Problem to solve: Copy out all of the data exactly as it appears.

╭─ The data

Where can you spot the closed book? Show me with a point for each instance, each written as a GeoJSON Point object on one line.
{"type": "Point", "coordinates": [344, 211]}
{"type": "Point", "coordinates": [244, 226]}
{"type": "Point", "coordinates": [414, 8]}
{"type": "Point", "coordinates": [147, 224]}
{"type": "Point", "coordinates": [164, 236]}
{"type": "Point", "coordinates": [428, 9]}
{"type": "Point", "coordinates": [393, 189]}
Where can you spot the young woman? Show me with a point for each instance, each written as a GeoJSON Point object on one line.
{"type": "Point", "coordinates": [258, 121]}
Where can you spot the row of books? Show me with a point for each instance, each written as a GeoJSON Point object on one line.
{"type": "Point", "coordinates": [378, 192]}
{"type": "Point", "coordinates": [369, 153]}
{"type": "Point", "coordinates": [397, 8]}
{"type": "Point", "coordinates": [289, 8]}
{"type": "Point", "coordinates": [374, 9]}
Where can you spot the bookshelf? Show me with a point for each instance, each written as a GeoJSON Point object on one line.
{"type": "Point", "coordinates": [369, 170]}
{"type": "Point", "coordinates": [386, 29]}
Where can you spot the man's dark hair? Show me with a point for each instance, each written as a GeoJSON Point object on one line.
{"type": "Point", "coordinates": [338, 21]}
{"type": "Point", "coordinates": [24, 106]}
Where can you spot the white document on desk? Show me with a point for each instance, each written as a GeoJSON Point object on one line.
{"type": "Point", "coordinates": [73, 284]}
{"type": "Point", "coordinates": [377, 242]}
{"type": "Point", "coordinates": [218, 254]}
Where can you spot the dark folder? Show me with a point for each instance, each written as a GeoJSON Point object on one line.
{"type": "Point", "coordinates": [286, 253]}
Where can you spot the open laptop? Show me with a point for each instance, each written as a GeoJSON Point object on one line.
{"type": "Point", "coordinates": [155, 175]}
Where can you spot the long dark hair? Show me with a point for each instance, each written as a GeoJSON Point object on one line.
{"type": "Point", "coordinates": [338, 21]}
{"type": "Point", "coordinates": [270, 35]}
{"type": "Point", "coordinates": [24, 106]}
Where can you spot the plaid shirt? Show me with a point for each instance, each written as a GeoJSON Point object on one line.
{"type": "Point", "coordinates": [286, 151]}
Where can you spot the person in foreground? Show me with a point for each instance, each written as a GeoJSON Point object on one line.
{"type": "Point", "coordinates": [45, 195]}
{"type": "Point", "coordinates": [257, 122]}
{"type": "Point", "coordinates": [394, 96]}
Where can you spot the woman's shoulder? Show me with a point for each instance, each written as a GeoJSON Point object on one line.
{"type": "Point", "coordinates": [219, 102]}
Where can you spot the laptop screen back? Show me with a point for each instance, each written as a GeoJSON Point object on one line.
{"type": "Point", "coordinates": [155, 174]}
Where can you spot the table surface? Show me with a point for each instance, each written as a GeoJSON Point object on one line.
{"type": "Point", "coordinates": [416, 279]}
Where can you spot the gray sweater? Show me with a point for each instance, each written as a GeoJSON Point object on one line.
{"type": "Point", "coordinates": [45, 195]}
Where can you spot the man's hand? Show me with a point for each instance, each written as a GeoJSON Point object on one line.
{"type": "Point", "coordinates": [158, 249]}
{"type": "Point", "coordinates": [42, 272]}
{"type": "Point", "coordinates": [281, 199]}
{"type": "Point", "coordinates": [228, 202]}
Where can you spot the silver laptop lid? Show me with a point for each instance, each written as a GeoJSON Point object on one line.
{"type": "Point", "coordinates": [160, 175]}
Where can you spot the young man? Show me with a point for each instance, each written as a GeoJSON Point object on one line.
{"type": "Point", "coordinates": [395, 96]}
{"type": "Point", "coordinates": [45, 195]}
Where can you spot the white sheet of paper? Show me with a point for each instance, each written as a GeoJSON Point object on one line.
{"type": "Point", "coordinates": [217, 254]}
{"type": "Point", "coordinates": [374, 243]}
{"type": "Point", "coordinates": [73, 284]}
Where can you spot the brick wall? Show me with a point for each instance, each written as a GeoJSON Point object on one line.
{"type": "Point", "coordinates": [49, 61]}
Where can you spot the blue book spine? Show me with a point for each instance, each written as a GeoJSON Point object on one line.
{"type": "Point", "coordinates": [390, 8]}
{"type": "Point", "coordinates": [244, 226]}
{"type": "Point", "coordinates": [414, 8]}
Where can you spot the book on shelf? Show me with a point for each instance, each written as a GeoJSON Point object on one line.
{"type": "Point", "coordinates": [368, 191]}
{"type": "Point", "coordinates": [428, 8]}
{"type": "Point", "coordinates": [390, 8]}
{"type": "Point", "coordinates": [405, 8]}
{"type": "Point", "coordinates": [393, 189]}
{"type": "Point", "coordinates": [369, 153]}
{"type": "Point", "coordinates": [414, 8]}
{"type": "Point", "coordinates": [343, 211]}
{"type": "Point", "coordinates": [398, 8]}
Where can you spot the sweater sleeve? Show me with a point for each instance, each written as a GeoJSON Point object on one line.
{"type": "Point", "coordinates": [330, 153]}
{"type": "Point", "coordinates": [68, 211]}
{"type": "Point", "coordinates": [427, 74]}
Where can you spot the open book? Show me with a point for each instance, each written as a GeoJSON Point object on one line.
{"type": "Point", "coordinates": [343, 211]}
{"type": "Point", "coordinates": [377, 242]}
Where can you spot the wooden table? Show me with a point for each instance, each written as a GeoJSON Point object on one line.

╰─

Expected output:
Where can you spot the closed book? Show me with a point for each instance, each written as a GeoJSON Point object on one line.
{"type": "Point", "coordinates": [344, 211]}
{"type": "Point", "coordinates": [244, 226]}
{"type": "Point", "coordinates": [414, 8]}
{"type": "Point", "coordinates": [147, 224]}
{"type": "Point", "coordinates": [164, 236]}
{"type": "Point", "coordinates": [428, 9]}
{"type": "Point", "coordinates": [393, 189]}
Where can you spot the young woman? Show me with a point for each instance, each written as a GeoJSON Point object on one line.
{"type": "Point", "coordinates": [258, 121]}
Where can you spot the row of books? Show me with a point for each instance, each written as a GeoJSON Point object on one line.
{"type": "Point", "coordinates": [378, 192]}
{"type": "Point", "coordinates": [369, 153]}
{"type": "Point", "coordinates": [397, 8]}
{"type": "Point", "coordinates": [289, 8]}
{"type": "Point", "coordinates": [374, 9]}
Where can you spot the bookshelf? Show me with a point for each instance, each written as a GeoJSON Point object on one line.
{"type": "Point", "coordinates": [369, 170]}
{"type": "Point", "coordinates": [386, 29]}
Where can you spot the man's dark hair? Show me with a point for each instance, each written as a GeoJSON Point object on one line.
{"type": "Point", "coordinates": [338, 21]}
{"type": "Point", "coordinates": [24, 106]}
Where can you spot the white document on desk? Show me with a point for each instance, each written as a GeoJSON Point object on one line.
{"type": "Point", "coordinates": [73, 284]}
{"type": "Point", "coordinates": [377, 242]}
{"type": "Point", "coordinates": [218, 254]}
Where can you spot the dark folder? Show me with a point for each instance, each written as a GeoJSON Point object on one line.
{"type": "Point", "coordinates": [286, 253]}
Where can you spot the open laptop? Show me with a point for each instance, each written as a GeoJSON Point object on one line.
{"type": "Point", "coordinates": [155, 175]}
Where can you spot the long dark hair? Show me with a point for each instance, each written as a GeoJSON Point object on one line.
{"type": "Point", "coordinates": [338, 21]}
{"type": "Point", "coordinates": [270, 35]}
{"type": "Point", "coordinates": [24, 106]}
Where can you spot the plaid shirt? Show me with a point for each instance, each written as a GeoJSON Point object on one line.
{"type": "Point", "coordinates": [286, 151]}
Where can you spot the person in foreground? Show me with a point for each instance, each written as a GeoJSON Point object on one line.
{"type": "Point", "coordinates": [45, 195]}
{"type": "Point", "coordinates": [257, 122]}
{"type": "Point", "coordinates": [394, 96]}
Where can you spot the woman's shoulder? Show me with a point for each instance, each written as a GeoJSON Point object on one line.
{"type": "Point", "coordinates": [219, 102]}
Where can you spot the laptop screen back? Show me with a point for each instance, each written as a GeoJSON Point object on one line.
{"type": "Point", "coordinates": [155, 174]}
Where can you spot the table surface? Show me with a point for each instance, each written as a GeoJSON Point object on one line.
{"type": "Point", "coordinates": [416, 279]}
Where can you spot the gray sweater? Show me with a point for each instance, each written as a GeoJSON Point object on one line.
{"type": "Point", "coordinates": [45, 195]}
Where can you spot the man's hand? Show me with a point for each instance, each written as a GeoJSON Point object on one line.
{"type": "Point", "coordinates": [158, 249]}
{"type": "Point", "coordinates": [42, 272]}
{"type": "Point", "coordinates": [281, 199]}
{"type": "Point", "coordinates": [228, 202]}
Where can you spot the silver laptop lid? Show me with a point for each instance, each written as a GeoJSON Point object on one line.
{"type": "Point", "coordinates": [160, 175]}
Where can you spot the young man? Show me with a point for each instance, each written as a GeoJSON Point object on one line.
{"type": "Point", "coordinates": [395, 96]}
{"type": "Point", "coordinates": [45, 195]}
Where can you spot the white sheet of paper? Show me with a point for each instance, each written as a GeoJSON Point object on one line.
{"type": "Point", "coordinates": [217, 254]}
{"type": "Point", "coordinates": [374, 243]}
{"type": "Point", "coordinates": [73, 284]}
Where can you spot the brick wall? Show me with a point for each instance, each written as a GeoJSON Point object on one line.
{"type": "Point", "coordinates": [49, 61]}
Where can you spot the blue book spine? Show me with a point for each instance, each written as a GeoJSON Point object on one line.
{"type": "Point", "coordinates": [390, 8]}
{"type": "Point", "coordinates": [244, 226]}
{"type": "Point", "coordinates": [414, 8]}
Where can you spot the book on shelf? Show me with a point for each instance, each written as a GeoJSON Point object on one line.
{"type": "Point", "coordinates": [368, 191]}
{"type": "Point", "coordinates": [428, 8]}
{"type": "Point", "coordinates": [390, 8]}
{"type": "Point", "coordinates": [405, 8]}
{"type": "Point", "coordinates": [393, 189]}
{"type": "Point", "coordinates": [369, 153]}
{"type": "Point", "coordinates": [414, 8]}
{"type": "Point", "coordinates": [343, 211]}
{"type": "Point", "coordinates": [398, 8]}
Where can you spot the sweater sleeve? Show me with a point for each instance, each written as a GeoJSON Point object on one line.
{"type": "Point", "coordinates": [330, 153]}
{"type": "Point", "coordinates": [68, 211]}
{"type": "Point", "coordinates": [427, 74]}
Where can you spot the open book? Show me with a point for each instance, each written as a GeoJSON Point object on one line.
{"type": "Point", "coordinates": [343, 211]}
{"type": "Point", "coordinates": [377, 242]}
Where can you spot the wooden table? Show me with a point for each instance, each written as a GeoJSON Point object on one line.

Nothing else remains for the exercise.